Please copy all the lines that follow, word for word.

# Start of Dataset entries

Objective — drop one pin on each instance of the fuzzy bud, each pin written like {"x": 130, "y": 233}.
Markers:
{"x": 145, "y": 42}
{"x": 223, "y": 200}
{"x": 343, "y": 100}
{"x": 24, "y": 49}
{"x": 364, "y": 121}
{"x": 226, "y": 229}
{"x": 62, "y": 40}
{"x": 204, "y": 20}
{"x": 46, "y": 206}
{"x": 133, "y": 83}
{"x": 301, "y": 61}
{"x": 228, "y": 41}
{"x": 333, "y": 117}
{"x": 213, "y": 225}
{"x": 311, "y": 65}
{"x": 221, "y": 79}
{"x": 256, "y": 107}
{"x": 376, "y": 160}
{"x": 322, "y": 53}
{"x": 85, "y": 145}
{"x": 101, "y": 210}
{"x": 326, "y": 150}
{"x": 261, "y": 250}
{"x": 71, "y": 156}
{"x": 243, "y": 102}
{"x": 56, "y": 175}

# End of Dataset entries

## Response to the exercise
Objective — drop one pin on each instance of the fuzzy bud, each pin written like {"x": 130, "y": 233}.
Markers:
{"x": 145, "y": 42}
{"x": 223, "y": 200}
{"x": 343, "y": 100}
{"x": 24, "y": 49}
{"x": 364, "y": 121}
{"x": 226, "y": 229}
{"x": 62, "y": 40}
{"x": 204, "y": 20}
{"x": 46, "y": 206}
{"x": 133, "y": 83}
{"x": 301, "y": 61}
{"x": 228, "y": 41}
{"x": 333, "y": 117}
{"x": 213, "y": 225}
{"x": 311, "y": 65}
{"x": 221, "y": 79}
{"x": 256, "y": 107}
{"x": 376, "y": 160}
{"x": 322, "y": 53}
{"x": 85, "y": 145}
{"x": 101, "y": 210}
{"x": 326, "y": 150}
{"x": 261, "y": 250}
{"x": 71, "y": 156}
{"x": 243, "y": 102}
{"x": 56, "y": 175}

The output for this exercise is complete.